------ TEXTE FOURNI

Portrait de Hempson (E. Scriven) |
Réédition CD de 1996 |
On évoque souvent la différence de qualité sonore entre les disques vinyles et les CD. Certains préfèrent le son des disques malgré les craquements, d'autres celui des CD. Je n'ai pas d'avis sur la question mais je déplore souvent la perte d'informations entre les pochettes de disque et de CD, surtout quand ce dernier ne s'accompagne pas de livret.
Pour la réédition de l'album de Régis Chenut enregistré chez Arion en 1977, je déplore l'absence d'iconographie et la perte de certaines informations, comme la biographie de l'artiste ou la bibliographie. Et la disparition du sous-titre : "Du Moyen Age à nos jours" auquel Régis Chenut était très attaché.
A ma manière, j'ai donc décidé de redonner vie à ces ressources.
Sa forme rappelle celle de la harpe de concert : elle
comprend une caisse de résonance reliée à la console par une colonne. Dans la
console sont placées trente chevilles, qui correspondent aux trente cordes
fixées à l’autre extrémité au milieu de la table (partie supérieure de la
caisse). L’instrument est accordé diatoniquement ; l’étendue est donc de
quatre octaves et une note, du sol1 au la 5. Sous chaque cheville est placée
une palette qui, par rotation, permet d’élever chaque corde d’un demi-ton. Les
anciens harpeurs accordaient leur instrument en sol : on peut l’accorder
aussi en mi b, comme la harpe à simple mouvement, ou en do. De nos jours, les
cordes sont en boyau, souvent en nylon. Dans le grave, les quatre ou six
dernières notes sont en métal filé.
La harpe irlandaise est un instrument médiéval
qui a survécu jusqu’à la fin du 18e siècle. Ses cordes étaient de
métal (laiton et acier) et sa caisse de résonance creusée d’un seul bloc dans
du bois de saule. Son existence en Irlande est attestée par l’iconographie
depuis le 9e siècle (psautier de Folchard, Ms irlandais de Saint
Gall). L’instrument, la beauté de son timbre et l’habileté des harpeurs sont
cités dès le 12e siècle par Giraldus Cambrensis, puis V. Galilei
(1581) et M. Praetorius (1618).
Barde |
La harpe reposait sur l’épaule gauche ; on
jouait avec les ongles, la main gauche touchant les aigus et la droite les
basses. Jusqu’au 16e siècle, les harpeurs jouirent d’une haute
considération et d’une situation sociale enviable. Par la suite, les anglais
les persécutèrent en tant que représentants de la résistance irlandaise. Le
déclin de la noblesse autochtone qui les protégeait et les entretenait fit
d’eux, peu à peu, des ménestrels ambulants. Parallèlement, on note une
décadence de leur art, qui, de savamment raffiné, devint peu à peu populaire.

------------
------ DONNÉES FOURNIES

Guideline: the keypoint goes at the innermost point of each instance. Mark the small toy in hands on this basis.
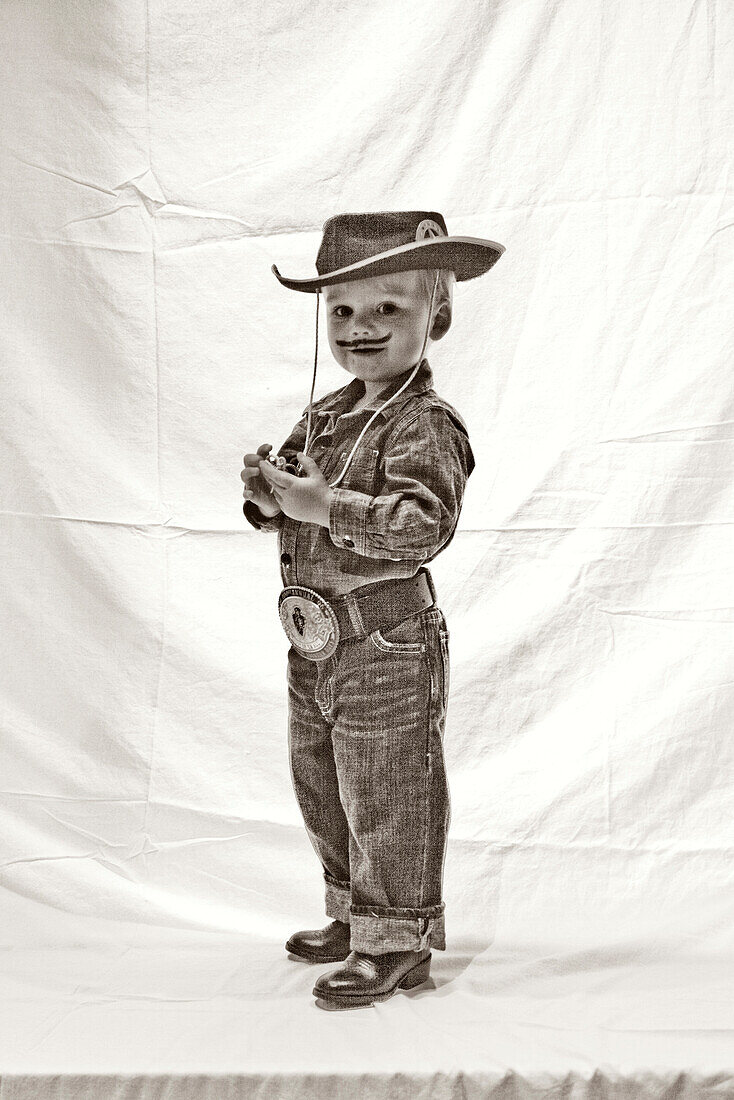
(291, 465)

------------

CONSIGNES DE LA TÂCHE>
Recopier mot pour mot l'extrait du texte fourni commençant par « Pour la réédition » et se poursuivant jusqu'à « à ces ressources. ».

RÉPONSE À LA TÂCHE>
Pour la réédition de l'album de Régis Chenut enregistré chez Arion en 1977, je déplore l'absence d'iconographie et la perte de certaines informations, comme la biographie de l'artiste ou la bibliographie. Et la disparition du sous-titre : "Du Moyen Age à nos jours" auquel Régis Chenut était très attaché.
A ma manière, j'ai donc décidé de redonner vie à ces ressources.